DOCUMENT >>
— Begin —

Mitchell Dunier’s ‘How Sixth Avenue Became a Sustaining Habitat’ is a portrayal of a paradoxical side of urban city life: a reality inhabited by the bottom strata dwellers of the status index within a designated urban population. In the instance of Sixth Avenue this reality is constituted by “..the presence of poor black panhandlers, scavengers, and vendors” (116).
Sixth Avenue captures the imagination of the urban policymaker as well as any that traverse its span as a visitor, commuter, or l0cal patron. “Once the home of shops catering to white middle-class residents, as well as a tourist destination for white youths from other parts of the city, the street has undergone a major transformation over the past two decades. Today, it is a destination for blacks and Hispanics as well as whites”. It is the phenomena of diversity, social stratification, and socioeconomic proclivities that combine to create seemingly un-salutary outcomes that beg constructive alternatives.
Describing the locale, Dunier illustrates what typifies the clime of Sixth Avenue: “..from some of the stalls, the sounds of sexual activity (ranging from masturbation to intercourse) would periodically dominate the room. It was not uncommon for a few men to be lathering up their genitals while half a dozen others were stripped to their underwear waiting for a sink to open up- all this while train travelers who didn’t know better were entering and then departing abruptly with shocked and disgusted looks on their faces” (124).

— End —

According to the essay on Sixth Avenue, over what period has the street undergone a major transformation?

DATA SHOWN >>
— Begin —

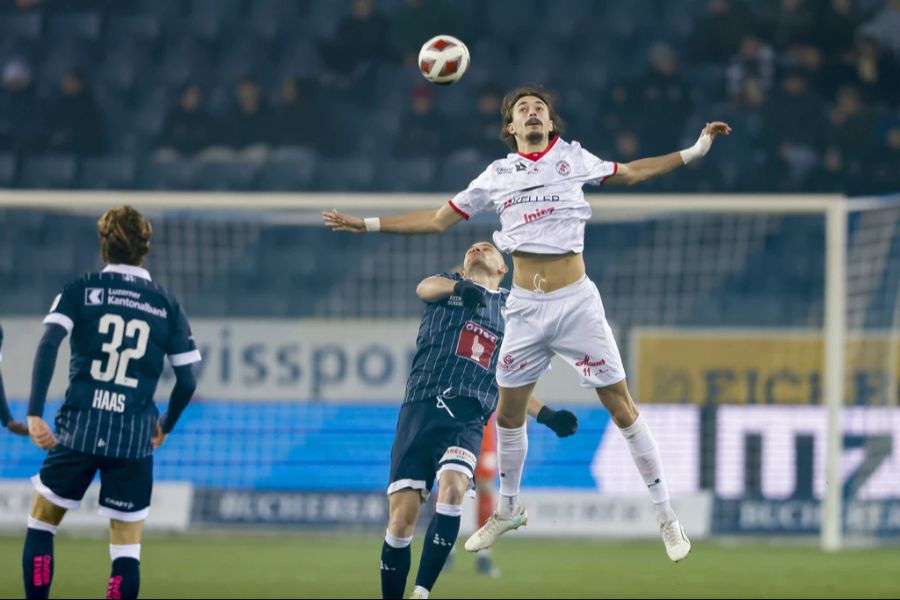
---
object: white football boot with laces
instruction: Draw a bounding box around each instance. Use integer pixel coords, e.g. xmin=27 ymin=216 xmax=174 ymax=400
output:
xmin=659 ymin=519 xmax=691 ymax=562
xmin=466 ymin=504 xmax=528 ymax=552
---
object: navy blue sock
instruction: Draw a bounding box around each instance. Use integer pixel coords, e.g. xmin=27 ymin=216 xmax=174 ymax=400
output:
xmin=416 ymin=504 xmax=462 ymax=591
xmin=22 ymin=527 xmax=53 ymax=598
xmin=106 ymin=557 xmax=141 ymax=600
xmin=381 ymin=533 xmax=412 ymax=598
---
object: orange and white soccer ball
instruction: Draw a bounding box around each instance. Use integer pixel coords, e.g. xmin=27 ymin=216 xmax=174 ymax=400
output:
xmin=419 ymin=35 xmax=469 ymax=85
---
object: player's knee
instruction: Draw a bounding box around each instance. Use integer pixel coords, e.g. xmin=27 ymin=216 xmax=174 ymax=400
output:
xmin=497 ymin=410 xmax=527 ymax=429
xmin=30 ymin=494 xmax=66 ymax=525
xmin=109 ymin=519 xmax=144 ymax=546
xmin=438 ymin=470 xmax=471 ymax=505
xmin=388 ymin=511 xmax=416 ymax=538
xmin=597 ymin=381 xmax=638 ymax=428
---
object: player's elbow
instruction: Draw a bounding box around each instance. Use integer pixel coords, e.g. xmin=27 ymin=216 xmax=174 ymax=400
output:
xmin=175 ymin=365 xmax=197 ymax=397
xmin=428 ymin=219 xmax=450 ymax=233
xmin=615 ymin=164 xmax=650 ymax=185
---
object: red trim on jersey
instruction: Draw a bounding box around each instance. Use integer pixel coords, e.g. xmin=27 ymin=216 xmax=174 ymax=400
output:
xmin=448 ymin=199 xmax=469 ymax=221
xmin=517 ymin=135 xmax=559 ymax=161
xmin=600 ymin=162 xmax=619 ymax=185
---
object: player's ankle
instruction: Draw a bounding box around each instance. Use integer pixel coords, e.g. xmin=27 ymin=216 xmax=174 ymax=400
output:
xmin=497 ymin=492 xmax=519 ymax=519
xmin=653 ymin=500 xmax=678 ymax=525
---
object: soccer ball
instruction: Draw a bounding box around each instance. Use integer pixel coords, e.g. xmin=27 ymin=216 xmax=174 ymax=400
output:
xmin=419 ymin=35 xmax=469 ymax=85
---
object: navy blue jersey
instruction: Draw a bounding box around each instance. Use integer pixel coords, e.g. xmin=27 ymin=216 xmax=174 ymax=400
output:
xmin=404 ymin=273 xmax=509 ymax=414
xmin=44 ymin=265 xmax=200 ymax=458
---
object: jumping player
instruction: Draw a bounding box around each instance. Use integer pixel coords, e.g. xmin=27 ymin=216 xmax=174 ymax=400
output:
xmin=381 ymin=242 xmax=577 ymax=598
xmin=322 ymin=87 xmax=731 ymax=561
xmin=22 ymin=206 xmax=200 ymax=598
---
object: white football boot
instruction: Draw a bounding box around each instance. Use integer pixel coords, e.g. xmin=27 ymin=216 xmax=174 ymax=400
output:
xmin=466 ymin=504 xmax=528 ymax=552
xmin=659 ymin=519 xmax=691 ymax=562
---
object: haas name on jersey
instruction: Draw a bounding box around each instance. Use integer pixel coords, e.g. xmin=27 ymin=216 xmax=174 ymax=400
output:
xmin=92 ymin=390 xmax=125 ymax=412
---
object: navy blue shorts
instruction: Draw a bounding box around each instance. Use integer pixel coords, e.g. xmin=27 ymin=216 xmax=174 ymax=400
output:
xmin=31 ymin=444 xmax=153 ymax=521
xmin=387 ymin=398 xmax=485 ymax=499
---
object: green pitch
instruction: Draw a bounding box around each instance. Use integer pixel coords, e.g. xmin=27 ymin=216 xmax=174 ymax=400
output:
xmin=0 ymin=533 xmax=900 ymax=598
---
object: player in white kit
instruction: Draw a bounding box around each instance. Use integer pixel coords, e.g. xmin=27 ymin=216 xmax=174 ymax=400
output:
xmin=322 ymin=87 xmax=731 ymax=562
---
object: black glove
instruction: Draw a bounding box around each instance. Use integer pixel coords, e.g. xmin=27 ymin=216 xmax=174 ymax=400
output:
xmin=453 ymin=279 xmax=487 ymax=308
xmin=538 ymin=406 xmax=578 ymax=437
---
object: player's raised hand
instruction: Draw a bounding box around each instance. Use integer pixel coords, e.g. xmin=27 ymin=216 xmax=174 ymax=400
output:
xmin=322 ymin=209 xmax=366 ymax=233
xmin=700 ymin=121 xmax=731 ymax=139
xmin=28 ymin=416 xmax=57 ymax=450
xmin=150 ymin=421 xmax=166 ymax=450
xmin=6 ymin=421 xmax=28 ymax=435
xmin=453 ymin=279 xmax=487 ymax=308
xmin=537 ymin=406 xmax=578 ymax=437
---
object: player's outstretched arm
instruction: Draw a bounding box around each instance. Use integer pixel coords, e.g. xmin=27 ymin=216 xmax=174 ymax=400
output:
xmin=416 ymin=275 xmax=485 ymax=308
xmin=322 ymin=204 xmax=462 ymax=233
xmin=0 ymin=375 xmax=28 ymax=435
xmin=528 ymin=394 xmax=578 ymax=437
xmin=28 ymin=323 xmax=69 ymax=450
xmin=150 ymin=364 xmax=197 ymax=448
xmin=606 ymin=121 xmax=731 ymax=185
xmin=0 ymin=327 xmax=28 ymax=435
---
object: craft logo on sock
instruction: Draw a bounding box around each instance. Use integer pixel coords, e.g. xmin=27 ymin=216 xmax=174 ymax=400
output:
xmin=106 ymin=575 xmax=122 ymax=600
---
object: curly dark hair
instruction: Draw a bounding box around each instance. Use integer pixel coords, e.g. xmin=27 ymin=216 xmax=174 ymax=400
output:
xmin=500 ymin=85 xmax=566 ymax=151
xmin=97 ymin=206 xmax=153 ymax=266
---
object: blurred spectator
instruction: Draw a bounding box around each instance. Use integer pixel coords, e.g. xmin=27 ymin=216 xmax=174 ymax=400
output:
xmin=272 ymin=75 xmax=324 ymax=147
xmin=852 ymin=36 xmax=900 ymax=104
xmin=830 ymin=86 xmax=875 ymax=170
xmin=757 ymin=0 xmax=822 ymax=50
xmin=860 ymin=0 xmax=900 ymax=60
xmin=394 ymin=83 xmax=444 ymax=158
xmin=320 ymin=0 xmax=390 ymax=87
xmin=871 ymin=121 xmax=900 ymax=193
xmin=688 ymin=0 xmax=751 ymax=63
xmin=458 ymin=83 xmax=503 ymax=156
xmin=47 ymin=69 xmax=107 ymax=154
xmin=725 ymin=34 xmax=775 ymax=95
xmin=809 ymin=0 xmax=861 ymax=61
xmin=220 ymin=76 xmax=274 ymax=150
xmin=0 ymin=58 xmax=45 ymax=153
xmin=390 ymin=0 xmax=468 ymax=66
xmin=632 ymin=42 xmax=691 ymax=154
xmin=158 ymin=83 xmax=214 ymax=155
xmin=766 ymin=68 xmax=828 ymax=152
xmin=613 ymin=130 xmax=645 ymax=162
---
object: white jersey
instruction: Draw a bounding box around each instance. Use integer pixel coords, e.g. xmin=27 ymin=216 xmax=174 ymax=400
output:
xmin=450 ymin=136 xmax=619 ymax=254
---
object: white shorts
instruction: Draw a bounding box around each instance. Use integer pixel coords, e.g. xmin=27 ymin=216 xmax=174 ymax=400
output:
xmin=497 ymin=276 xmax=625 ymax=388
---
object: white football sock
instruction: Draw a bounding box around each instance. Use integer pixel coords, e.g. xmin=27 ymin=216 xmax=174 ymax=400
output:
xmin=497 ymin=425 xmax=528 ymax=519
xmin=620 ymin=415 xmax=676 ymax=523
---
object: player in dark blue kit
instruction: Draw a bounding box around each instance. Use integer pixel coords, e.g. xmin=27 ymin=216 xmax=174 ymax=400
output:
xmin=0 ymin=327 xmax=28 ymax=435
xmin=22 ymin=206 xmax=200 ymax=598
xmin=381 ymin=242 xmax=578 ymax=598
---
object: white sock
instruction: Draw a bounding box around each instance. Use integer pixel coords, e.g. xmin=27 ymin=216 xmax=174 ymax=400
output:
xmin=497 ymin=425 xmax=528 ymax=519
xmin=28 ymin=515 xmax=58 ymax=535
xmin=384 ymin=530 xmax=412 ymax=549
xmin=109 ymin=544 xmax=141 ymax=560
xmin=620 ymin=415 xmax=675 ymax=523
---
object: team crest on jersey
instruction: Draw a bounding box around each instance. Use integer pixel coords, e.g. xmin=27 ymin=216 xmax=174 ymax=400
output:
xmin=456 ymin=321 xmax=500 ymax=369
xmin=84 ymin=288 xmax=105 ymax=306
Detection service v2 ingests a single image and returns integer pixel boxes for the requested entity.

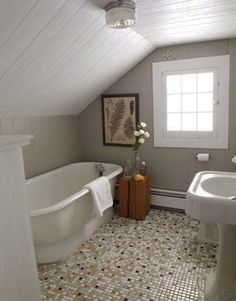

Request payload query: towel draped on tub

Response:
[84,177,113,216]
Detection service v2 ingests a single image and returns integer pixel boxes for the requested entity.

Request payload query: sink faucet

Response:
[95,163,105,177]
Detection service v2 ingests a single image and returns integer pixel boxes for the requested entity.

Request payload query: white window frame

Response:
[152,55,230,149]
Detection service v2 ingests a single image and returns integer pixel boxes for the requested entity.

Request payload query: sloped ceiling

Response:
[0,0,236,117]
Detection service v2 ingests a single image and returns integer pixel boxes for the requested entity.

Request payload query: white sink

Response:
[186,171,236,300]
[186,171,236,225]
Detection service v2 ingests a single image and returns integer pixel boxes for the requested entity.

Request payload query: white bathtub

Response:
[26,162,122,263]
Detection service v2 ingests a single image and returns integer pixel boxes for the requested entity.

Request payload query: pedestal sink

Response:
[186,171,236,300]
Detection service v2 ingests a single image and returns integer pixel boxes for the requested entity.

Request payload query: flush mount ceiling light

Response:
[104,0,136,29]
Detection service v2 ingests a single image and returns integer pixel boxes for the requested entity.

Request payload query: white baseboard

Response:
[151,194,185,210]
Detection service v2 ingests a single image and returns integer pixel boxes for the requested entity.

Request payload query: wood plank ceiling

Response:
[0,0,236,117]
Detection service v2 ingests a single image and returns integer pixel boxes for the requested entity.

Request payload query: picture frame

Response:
[101,94,139,146]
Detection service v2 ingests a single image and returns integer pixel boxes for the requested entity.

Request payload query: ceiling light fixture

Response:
[104,0,137,29]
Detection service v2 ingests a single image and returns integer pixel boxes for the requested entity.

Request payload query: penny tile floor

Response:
[39,209,216,301]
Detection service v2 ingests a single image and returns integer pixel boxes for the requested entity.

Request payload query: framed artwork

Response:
[102,94,139,146]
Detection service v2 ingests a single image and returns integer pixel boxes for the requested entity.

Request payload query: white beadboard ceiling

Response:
[0,0,236,117]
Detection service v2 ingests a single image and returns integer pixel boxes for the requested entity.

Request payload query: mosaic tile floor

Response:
[39,209,216,301]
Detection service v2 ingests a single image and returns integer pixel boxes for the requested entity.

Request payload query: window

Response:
[153,55,229,148]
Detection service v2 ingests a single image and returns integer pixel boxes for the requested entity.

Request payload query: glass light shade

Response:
[106,7,136,28]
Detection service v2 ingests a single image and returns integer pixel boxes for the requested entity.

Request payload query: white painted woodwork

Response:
[0,0,236,118]
[0,116,82,178]
[0,136,41,301]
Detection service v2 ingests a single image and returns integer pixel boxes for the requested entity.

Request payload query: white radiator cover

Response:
[151,188,186,210]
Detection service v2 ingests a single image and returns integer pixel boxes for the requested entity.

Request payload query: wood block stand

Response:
[119,176,150,220]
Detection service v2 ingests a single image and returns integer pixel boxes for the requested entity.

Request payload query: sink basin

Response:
[185,171,236,300]
[186,171,236,225]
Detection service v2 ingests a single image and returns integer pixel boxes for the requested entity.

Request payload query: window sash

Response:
[162,67,219,139]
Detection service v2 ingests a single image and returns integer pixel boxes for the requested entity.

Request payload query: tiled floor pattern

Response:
[39,209,216,301]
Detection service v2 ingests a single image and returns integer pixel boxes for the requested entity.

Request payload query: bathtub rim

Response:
[25,161,123,217]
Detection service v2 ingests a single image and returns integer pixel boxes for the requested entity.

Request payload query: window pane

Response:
[197,72,213,92]
[197,113,213,131]
[197,93,213,112]
[182,113,197,131]
[166,75,181,94]
[167,113,181,131]
[167,94,181,112]
[182,74,197,93]
[182,94,197,112]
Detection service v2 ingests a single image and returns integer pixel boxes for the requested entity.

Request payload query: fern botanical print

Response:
[109,98,125,143]
[102,94,138,146]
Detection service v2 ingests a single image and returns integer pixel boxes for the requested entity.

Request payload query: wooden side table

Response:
[119,176,150,220]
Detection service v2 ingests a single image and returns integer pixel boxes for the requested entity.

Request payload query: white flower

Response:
[138,138,145,144]
[139,130,144,135]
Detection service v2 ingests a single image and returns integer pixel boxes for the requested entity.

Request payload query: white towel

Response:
[84,177,113,216]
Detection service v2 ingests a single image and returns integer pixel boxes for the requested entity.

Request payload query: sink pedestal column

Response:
[206,224,236,301]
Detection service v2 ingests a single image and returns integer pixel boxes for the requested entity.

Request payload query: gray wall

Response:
[0,116,81,178]
[79,39,236,190]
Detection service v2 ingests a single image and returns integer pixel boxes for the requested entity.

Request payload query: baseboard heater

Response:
[115,184,186,211]
[151,188,186,211]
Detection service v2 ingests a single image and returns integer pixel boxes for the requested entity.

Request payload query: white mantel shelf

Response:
[0,135,41,301]
[0,135,33,150]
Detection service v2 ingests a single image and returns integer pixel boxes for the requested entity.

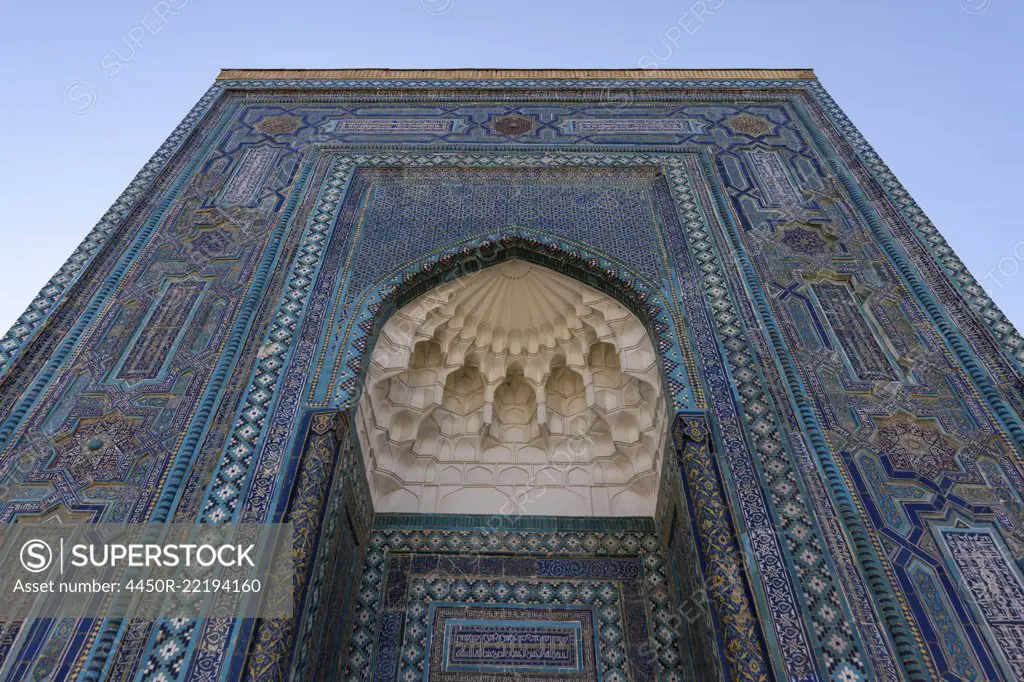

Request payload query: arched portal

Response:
[356,259,667,516]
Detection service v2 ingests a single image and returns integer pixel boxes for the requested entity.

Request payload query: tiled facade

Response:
[0,72,1024,681]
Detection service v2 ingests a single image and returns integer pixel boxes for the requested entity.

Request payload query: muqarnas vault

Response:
[0,70,1024,682]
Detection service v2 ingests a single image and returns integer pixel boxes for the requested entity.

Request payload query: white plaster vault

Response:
[356,260,667,516]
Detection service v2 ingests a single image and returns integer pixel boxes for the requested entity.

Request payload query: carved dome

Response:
[356,260,666,516]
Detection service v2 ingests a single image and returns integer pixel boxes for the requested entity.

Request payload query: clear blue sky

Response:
[0,0,1024,332]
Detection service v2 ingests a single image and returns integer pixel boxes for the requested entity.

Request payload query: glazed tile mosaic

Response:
[0,70,1024,682]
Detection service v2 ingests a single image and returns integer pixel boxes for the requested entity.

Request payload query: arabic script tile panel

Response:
[0,74,1024,681]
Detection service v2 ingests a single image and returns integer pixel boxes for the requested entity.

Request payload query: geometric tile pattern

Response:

— End —

SOLUTION TO THE PROBLEM >> Over the past two decades.